● Extract to read

==============================

Fighting Fire with Fire: Infusing AI into Peer Review to Sustain Quality Scholarship
Under review at Management Science, 2025
Abstract
The accelerating use of generative AI tools in research raises a looming crisis in academic publishing: while author productivity increases, peer review capacity remains constrained, threatening the integrity and timeliness of scholarly evaluation. In this paper, we propose a hybrid review framework that integrates large language models (LLMs) into the journal review process as structured first-line reviewers. Our approach outlines a concrete editorial workflow wherein LLM-generated reviews are presented to authors for their response before human review. We then analyze our proposal through a formal analytical model and demonstrate that this AI-augmented process reduces the reviewer's burden and improves decision accuracy, particularly in response to increasing submission volumes.
AI-Exposed Jobs Deteriorated Before ChatGPT
Under review at Science, 2025
Abstract
Public debate links worsening job prospects for AI-exposed occupations to the release of ChatGPT in late 2022. Using monthly U.S. unemployment insurance records, we measure occupation- and location-specific unemployment risk and find that risk rose in AI-exposed occupations beginning in early 2022, months before ChatGPT. Analyzing millions of LinkedIn profiles, we show that graduate cohorts from 2021 onward entered AI-exposed jobs at lower rates than earlier cohorts, with gaps opening before late 2022. Finally, from millions of university syllabi, we find that graduates taking more AI-exposed curricula had higher first-job pay and shorter job searches after ChatGPT. Together, these results point to forces pre-dating generative AI and to the ongoing value of LLM-relevant education.
work2vec: Using Language Models to Understand Wage Premia
Working Paper, 2024
Abstract
Hedonic regressions have long helped economists understand how job characteristics contribute to earnings, but measurement challenges have limited which attributes could be analyzed systematically. Using a new dataset linking salary information to job posting data, I apply natural language processing techniques to decompose how different job characteristics contribute to earnings. The resulting model explains 83 percent of salary variation -- a 19 percent improvement over traditional occupation-location controls. Using an attribution method called integrated gradients, I identify which words most strongly predict salaries. I then develop an entity extraction model to categorize posting content into activities, amenities, education, experience, firm names, general and technical job skills, hours, job titles, and location. The analysis reveals that job activities dominate both in frequency and earnings relevance.

==============================

● What is being asked
Copy out the three paper abstracts above in full, word for word.

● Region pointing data
==============================

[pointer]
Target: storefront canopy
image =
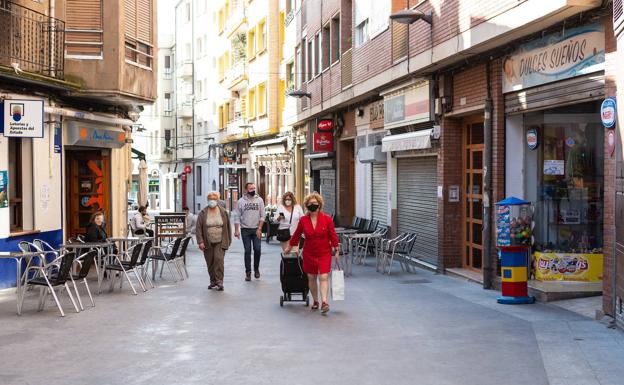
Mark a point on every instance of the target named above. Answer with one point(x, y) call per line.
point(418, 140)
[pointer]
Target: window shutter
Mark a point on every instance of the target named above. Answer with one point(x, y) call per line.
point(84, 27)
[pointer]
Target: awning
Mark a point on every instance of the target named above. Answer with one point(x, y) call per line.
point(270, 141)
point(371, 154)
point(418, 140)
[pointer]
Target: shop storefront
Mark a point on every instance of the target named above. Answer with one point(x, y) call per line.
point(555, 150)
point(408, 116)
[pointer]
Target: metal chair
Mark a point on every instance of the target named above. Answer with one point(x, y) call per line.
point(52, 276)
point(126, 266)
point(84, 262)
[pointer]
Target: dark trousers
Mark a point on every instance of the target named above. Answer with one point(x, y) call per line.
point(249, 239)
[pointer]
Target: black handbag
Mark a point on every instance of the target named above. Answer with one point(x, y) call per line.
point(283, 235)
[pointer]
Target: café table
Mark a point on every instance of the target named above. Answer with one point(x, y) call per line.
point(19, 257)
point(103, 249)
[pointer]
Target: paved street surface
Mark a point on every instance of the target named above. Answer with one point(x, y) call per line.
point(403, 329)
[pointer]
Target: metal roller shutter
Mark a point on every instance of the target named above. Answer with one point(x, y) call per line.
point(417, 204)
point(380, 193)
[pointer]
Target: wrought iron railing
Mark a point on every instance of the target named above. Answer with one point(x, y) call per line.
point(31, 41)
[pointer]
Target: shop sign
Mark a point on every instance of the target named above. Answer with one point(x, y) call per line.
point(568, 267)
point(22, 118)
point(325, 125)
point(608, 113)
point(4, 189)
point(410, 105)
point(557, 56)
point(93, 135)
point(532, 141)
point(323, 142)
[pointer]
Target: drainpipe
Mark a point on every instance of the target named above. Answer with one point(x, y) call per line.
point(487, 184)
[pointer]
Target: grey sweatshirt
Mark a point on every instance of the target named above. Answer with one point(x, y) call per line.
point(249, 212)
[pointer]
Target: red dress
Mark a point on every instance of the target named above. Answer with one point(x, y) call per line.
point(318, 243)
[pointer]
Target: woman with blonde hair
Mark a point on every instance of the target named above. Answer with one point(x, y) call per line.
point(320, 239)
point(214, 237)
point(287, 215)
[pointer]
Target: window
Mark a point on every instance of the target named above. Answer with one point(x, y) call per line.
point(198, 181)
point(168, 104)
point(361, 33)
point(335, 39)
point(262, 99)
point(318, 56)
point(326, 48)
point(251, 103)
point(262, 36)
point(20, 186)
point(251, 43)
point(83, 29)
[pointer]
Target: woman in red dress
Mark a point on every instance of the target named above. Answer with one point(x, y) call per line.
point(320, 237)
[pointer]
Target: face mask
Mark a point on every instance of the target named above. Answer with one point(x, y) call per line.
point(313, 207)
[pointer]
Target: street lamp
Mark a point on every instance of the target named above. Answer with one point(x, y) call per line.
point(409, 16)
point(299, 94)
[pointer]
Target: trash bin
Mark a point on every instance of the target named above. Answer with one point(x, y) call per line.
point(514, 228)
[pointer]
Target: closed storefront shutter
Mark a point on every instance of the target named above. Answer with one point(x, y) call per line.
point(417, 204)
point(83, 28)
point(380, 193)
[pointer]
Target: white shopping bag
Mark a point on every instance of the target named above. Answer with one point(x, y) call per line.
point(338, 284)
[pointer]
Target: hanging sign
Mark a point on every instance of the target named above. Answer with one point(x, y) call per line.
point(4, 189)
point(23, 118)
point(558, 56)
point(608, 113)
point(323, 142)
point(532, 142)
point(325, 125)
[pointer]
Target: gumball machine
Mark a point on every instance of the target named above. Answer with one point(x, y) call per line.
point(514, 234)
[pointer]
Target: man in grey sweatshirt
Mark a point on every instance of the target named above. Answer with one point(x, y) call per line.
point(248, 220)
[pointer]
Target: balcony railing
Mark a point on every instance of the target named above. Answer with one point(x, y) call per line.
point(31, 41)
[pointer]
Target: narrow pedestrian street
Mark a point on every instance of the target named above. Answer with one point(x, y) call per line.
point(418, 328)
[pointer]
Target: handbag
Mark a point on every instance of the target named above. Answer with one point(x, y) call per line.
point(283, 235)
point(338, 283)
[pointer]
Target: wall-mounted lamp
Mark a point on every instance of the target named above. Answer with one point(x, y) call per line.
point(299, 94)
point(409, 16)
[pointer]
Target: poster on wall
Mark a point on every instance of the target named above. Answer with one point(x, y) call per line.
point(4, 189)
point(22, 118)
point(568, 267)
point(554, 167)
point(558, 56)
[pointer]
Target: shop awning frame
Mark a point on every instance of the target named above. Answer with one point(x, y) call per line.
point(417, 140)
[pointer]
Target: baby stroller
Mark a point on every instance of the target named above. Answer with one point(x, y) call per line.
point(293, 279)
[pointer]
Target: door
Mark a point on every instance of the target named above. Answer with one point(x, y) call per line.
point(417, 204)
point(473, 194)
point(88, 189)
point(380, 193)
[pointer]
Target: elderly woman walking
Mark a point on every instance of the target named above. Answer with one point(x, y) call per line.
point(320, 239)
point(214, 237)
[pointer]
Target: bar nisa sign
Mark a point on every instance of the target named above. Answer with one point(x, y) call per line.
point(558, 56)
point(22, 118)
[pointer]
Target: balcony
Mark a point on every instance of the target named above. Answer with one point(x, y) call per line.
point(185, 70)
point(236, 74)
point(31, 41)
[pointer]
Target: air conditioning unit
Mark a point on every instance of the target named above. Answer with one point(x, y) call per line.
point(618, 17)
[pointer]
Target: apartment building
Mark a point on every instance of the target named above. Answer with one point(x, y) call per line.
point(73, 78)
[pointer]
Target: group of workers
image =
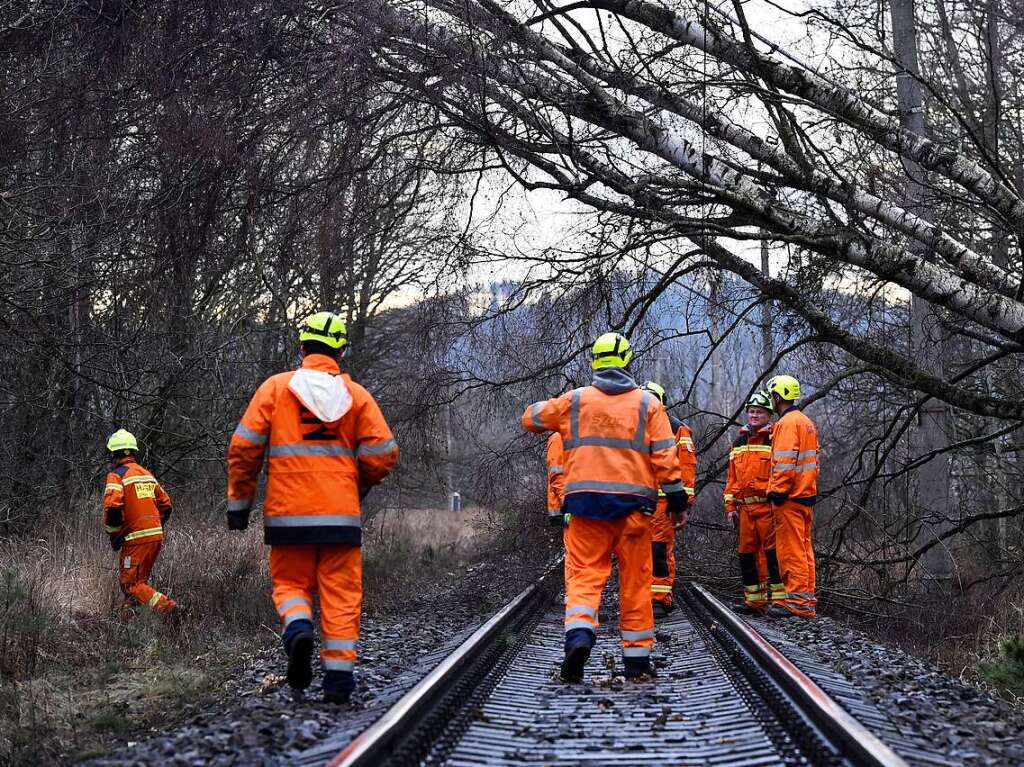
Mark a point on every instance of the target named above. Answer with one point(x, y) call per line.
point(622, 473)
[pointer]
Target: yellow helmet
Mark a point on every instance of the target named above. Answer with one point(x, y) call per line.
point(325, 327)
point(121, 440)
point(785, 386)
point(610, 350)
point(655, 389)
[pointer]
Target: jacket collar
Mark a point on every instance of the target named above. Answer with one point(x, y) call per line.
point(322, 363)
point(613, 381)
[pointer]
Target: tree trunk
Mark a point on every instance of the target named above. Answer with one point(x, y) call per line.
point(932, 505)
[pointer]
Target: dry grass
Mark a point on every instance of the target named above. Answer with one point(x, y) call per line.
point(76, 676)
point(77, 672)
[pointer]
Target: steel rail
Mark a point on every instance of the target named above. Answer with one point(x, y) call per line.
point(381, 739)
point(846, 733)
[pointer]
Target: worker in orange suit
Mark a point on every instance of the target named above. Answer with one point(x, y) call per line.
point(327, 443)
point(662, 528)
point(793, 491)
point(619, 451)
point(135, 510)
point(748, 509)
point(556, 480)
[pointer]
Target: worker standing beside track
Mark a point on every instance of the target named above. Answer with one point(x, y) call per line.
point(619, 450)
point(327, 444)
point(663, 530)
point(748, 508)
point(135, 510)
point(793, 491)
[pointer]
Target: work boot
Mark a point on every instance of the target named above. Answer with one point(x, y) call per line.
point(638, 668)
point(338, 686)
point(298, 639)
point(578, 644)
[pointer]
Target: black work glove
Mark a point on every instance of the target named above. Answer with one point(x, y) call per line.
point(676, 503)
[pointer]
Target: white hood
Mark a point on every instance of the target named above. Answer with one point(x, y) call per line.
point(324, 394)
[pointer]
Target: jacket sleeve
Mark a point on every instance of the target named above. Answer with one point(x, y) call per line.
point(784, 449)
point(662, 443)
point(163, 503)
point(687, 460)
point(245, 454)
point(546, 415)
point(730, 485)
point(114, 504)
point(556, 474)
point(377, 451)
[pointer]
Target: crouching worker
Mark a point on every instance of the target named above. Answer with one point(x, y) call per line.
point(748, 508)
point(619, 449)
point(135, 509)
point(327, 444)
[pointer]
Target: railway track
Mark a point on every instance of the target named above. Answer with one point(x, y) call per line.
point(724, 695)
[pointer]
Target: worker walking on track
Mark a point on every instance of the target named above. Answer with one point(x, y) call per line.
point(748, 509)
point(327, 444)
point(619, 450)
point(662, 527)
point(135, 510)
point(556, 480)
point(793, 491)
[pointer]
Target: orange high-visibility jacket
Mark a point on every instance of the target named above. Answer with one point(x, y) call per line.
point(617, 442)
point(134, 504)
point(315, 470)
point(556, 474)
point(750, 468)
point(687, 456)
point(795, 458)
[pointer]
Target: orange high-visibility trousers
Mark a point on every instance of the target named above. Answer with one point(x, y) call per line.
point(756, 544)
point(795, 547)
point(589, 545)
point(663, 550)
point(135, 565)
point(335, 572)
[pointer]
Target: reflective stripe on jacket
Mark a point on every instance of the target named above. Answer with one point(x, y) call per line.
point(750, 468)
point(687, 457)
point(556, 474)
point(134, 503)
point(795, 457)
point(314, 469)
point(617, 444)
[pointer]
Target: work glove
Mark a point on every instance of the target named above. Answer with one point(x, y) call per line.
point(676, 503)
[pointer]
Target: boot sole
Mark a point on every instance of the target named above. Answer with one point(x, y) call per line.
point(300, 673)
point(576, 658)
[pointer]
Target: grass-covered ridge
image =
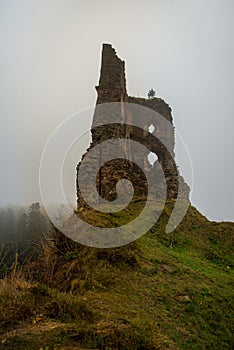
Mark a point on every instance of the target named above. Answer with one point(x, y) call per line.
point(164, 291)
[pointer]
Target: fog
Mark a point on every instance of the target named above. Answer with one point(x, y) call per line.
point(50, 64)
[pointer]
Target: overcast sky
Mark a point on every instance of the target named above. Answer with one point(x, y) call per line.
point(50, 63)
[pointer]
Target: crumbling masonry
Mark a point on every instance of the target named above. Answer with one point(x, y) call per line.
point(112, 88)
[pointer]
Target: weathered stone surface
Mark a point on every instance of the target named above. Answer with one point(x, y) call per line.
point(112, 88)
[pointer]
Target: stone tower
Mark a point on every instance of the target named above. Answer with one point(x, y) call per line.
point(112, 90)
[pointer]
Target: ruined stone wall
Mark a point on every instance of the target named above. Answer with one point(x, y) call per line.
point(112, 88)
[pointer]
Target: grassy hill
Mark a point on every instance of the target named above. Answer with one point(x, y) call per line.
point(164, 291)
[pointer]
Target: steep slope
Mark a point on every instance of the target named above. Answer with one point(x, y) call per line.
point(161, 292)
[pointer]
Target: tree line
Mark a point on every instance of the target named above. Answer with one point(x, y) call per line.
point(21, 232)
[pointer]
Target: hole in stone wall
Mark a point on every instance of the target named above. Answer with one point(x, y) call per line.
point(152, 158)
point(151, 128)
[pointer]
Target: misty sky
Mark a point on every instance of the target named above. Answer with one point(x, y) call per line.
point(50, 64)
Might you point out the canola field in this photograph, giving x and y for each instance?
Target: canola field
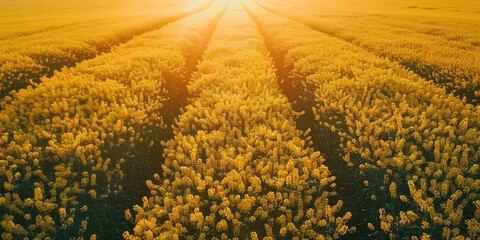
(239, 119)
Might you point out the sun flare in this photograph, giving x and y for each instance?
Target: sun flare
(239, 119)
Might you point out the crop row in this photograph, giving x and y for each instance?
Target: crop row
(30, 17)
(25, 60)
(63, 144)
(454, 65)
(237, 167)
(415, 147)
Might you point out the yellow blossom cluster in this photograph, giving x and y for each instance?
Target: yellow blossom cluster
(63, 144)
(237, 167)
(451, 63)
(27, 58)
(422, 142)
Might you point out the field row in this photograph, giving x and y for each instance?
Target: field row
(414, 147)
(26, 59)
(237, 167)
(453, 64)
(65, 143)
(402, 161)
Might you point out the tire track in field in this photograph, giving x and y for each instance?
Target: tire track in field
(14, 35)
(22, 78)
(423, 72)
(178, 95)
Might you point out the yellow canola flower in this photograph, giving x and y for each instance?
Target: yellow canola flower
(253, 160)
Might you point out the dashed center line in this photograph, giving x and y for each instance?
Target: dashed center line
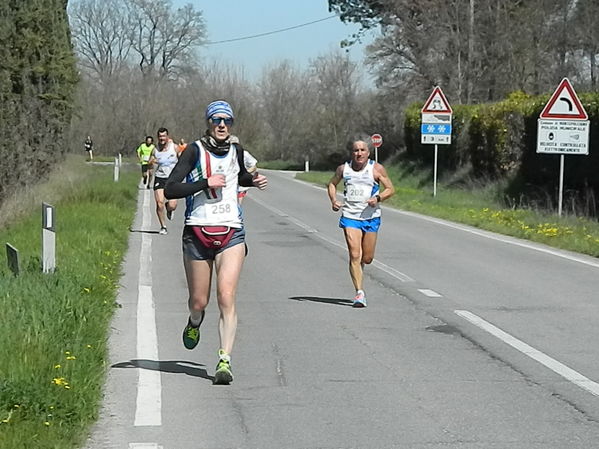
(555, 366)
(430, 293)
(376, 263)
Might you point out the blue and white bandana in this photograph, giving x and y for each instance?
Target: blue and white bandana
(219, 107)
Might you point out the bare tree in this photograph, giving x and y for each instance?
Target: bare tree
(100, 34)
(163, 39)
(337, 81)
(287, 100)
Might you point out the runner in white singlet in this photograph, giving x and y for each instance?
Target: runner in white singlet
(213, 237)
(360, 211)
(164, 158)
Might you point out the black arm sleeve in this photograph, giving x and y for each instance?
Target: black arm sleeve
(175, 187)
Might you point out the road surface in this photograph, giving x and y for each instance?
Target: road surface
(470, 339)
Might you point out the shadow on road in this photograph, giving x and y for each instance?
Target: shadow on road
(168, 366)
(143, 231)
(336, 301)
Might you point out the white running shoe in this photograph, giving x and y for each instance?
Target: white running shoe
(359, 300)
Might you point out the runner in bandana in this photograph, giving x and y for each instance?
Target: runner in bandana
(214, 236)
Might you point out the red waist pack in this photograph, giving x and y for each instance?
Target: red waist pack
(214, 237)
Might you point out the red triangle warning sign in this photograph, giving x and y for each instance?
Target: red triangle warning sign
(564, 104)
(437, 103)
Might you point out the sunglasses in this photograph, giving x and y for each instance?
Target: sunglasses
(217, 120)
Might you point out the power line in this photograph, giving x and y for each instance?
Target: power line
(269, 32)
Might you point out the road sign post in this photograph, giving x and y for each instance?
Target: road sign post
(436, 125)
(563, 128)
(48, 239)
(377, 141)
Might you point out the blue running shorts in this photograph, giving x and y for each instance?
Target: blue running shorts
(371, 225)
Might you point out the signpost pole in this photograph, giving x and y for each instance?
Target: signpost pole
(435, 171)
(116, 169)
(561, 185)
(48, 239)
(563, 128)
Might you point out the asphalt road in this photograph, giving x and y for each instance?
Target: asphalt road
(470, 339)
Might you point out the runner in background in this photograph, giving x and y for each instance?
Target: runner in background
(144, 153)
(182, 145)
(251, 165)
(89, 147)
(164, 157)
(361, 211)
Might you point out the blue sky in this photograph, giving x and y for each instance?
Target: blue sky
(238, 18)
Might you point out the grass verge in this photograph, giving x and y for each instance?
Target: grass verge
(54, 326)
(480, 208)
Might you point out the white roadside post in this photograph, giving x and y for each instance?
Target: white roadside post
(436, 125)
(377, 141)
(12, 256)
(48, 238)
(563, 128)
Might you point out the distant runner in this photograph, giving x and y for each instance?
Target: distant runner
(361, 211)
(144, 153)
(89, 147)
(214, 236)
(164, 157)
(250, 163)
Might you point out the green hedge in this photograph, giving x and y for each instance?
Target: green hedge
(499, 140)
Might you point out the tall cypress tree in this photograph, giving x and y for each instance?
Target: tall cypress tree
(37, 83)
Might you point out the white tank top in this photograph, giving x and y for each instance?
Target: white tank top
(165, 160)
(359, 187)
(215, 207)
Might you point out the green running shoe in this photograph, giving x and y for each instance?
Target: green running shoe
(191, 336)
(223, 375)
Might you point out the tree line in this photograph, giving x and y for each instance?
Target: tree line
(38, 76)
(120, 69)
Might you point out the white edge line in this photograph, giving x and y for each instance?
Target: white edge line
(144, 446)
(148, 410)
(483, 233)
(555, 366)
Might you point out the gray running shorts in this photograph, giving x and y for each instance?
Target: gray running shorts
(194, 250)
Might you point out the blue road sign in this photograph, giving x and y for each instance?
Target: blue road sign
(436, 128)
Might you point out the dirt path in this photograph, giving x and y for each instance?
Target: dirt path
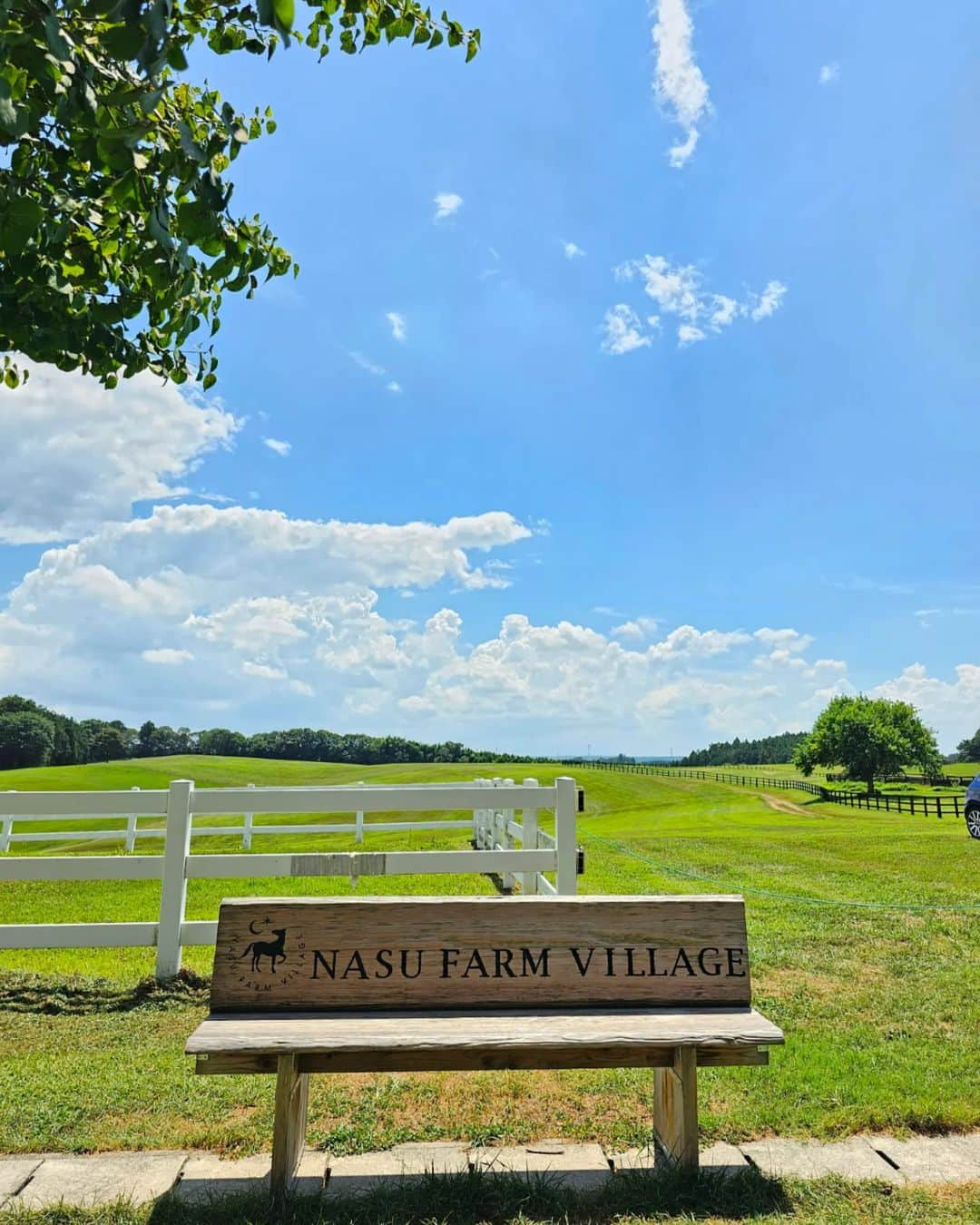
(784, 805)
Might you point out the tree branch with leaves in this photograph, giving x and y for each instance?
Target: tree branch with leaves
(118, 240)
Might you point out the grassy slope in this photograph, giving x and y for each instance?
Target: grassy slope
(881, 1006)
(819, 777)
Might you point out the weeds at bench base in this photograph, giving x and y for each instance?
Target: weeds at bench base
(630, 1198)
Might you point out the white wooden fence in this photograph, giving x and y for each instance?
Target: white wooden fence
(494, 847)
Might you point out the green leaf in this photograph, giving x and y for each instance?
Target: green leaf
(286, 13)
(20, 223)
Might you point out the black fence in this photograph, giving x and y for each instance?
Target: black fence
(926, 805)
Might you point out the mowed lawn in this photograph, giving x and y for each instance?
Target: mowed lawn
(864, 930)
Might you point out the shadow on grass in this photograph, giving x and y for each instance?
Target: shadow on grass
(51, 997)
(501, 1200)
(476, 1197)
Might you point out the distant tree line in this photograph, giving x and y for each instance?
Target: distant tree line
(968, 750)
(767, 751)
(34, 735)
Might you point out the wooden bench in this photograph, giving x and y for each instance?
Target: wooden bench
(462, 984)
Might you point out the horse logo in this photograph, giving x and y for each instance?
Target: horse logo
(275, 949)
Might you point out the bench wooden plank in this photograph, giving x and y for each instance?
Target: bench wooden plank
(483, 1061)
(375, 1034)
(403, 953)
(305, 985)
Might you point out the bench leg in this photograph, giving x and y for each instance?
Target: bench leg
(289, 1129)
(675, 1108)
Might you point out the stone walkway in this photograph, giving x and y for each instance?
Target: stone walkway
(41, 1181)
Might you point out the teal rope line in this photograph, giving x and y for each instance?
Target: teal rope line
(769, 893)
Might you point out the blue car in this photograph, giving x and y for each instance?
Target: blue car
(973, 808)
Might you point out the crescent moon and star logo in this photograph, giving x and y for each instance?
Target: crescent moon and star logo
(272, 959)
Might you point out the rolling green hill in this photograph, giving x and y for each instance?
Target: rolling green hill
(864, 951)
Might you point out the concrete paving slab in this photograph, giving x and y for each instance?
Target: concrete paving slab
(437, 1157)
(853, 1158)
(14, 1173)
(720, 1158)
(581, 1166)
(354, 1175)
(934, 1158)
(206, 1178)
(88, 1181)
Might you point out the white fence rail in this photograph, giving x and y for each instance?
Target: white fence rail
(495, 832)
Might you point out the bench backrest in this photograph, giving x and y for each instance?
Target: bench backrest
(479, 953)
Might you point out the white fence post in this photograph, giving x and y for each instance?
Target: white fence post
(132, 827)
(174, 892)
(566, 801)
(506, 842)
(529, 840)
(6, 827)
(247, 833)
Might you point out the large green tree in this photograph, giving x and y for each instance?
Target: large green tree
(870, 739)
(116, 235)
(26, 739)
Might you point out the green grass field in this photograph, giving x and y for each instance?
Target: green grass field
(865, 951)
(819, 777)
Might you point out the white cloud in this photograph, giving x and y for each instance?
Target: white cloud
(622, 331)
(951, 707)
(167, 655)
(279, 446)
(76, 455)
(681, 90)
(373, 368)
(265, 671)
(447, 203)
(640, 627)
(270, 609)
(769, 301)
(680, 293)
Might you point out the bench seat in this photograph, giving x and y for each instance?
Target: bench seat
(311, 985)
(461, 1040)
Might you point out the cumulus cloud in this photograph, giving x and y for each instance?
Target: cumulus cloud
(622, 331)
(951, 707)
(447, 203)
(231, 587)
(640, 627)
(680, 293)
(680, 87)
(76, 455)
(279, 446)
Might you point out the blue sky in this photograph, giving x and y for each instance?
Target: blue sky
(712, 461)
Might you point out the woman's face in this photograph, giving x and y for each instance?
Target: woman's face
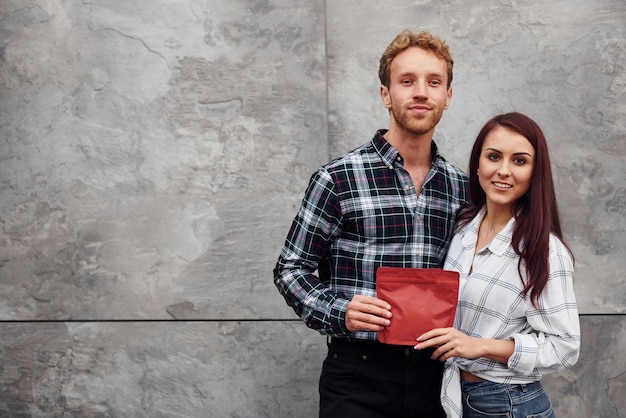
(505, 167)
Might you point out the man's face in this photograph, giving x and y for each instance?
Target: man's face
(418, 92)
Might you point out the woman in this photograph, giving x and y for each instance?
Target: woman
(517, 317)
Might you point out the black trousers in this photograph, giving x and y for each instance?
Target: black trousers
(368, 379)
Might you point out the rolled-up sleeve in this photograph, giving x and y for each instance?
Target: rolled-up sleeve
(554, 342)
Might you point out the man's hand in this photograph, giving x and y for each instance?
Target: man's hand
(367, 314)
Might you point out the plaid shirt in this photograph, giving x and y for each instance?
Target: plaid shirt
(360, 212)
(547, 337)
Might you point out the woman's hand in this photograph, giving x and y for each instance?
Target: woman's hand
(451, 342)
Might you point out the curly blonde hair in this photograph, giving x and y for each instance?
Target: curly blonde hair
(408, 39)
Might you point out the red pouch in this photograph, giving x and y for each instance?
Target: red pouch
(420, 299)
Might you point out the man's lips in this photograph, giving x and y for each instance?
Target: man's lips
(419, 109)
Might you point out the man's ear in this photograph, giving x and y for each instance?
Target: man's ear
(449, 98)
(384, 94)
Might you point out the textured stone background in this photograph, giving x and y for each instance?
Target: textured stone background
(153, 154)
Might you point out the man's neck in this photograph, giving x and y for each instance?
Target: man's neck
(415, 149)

==============================

● Response area
Fighting Fire with Fire: Infusing AI into Peer Review to Sustain Quality Scholarship
Under review at Management Science, 2025
Abstract
The accelerating use of generative AI tools in research raises a looming crisis in academic publishing: while author productivity increases, peer review capacity remains constrained, threatening the integrity and timeliness of scholarly evaluation. In this paper, we propose a hybrid review framework that integrates large language models (LLMs) into the journal review process as structured first-line reviewers. Our approach outlines a concrete editorial workflow wherein LLM-generated reviews are presented to authors for their response before human review. We then analyze our proposal through a formal analytical model and demonstrate that this AI-augmented process reduces the reviewer's burden and improves decision accuracy, particularly in response to increasing submission volumes.
AI-Exposed Jobs Deteriorated Before ChatGPT
Under review at Science, 2025
Abstract
Public debate links worsening job prospects for AI-exposed occupations to the release of ChatGPT in late 2022. Using monthly U.S. unemployment insurance records, we measure occupation- and location-specific unemployment risk and find that risk rose in AI-exposed occupations beginning in early 2022, months before ChatGPT. Analyzing millions of LinkedIn profiles, we show that graduate cohorts from 2021 onward entered AI-exposed jobs at lower rates than earlier cohorts, with gaps opening before late 2022. Finally, from millions of university syllabi, we find that graduates taking more AI-exposed curricula had higher first-job pay and shorter job searches after ChatGPT. Together, these results point to forces pre-dating generative AI and to the ongoing value of LLM-relevant education.
work2vec: Using Language Models to Understand Wage Premia
Working Paper, 2024
Abstract
Hedonic regressions have long helped economists understand how job characteristics contribute to earnings, but measurement challenges have limited which attributes could be analyzed systematically. Using a new dataset linking salary information to job posting data, I apply natural language processing techniques to decompose how different job characteristics contribute to earnings. The resulting model explains 83 percent of salary variation -- a 19 percent improvement over traditional occupation-location controls. Using an attribution method called integrated gradients, I identify which words most strongly predict salaries. I then develop an entity extraction model to categorize posting content into activities, amenities, education, experience, firm names, general and technical job skills, hours, job titles, and location. The analysis reveals that job activities dominate both in frequency and earnings relevance.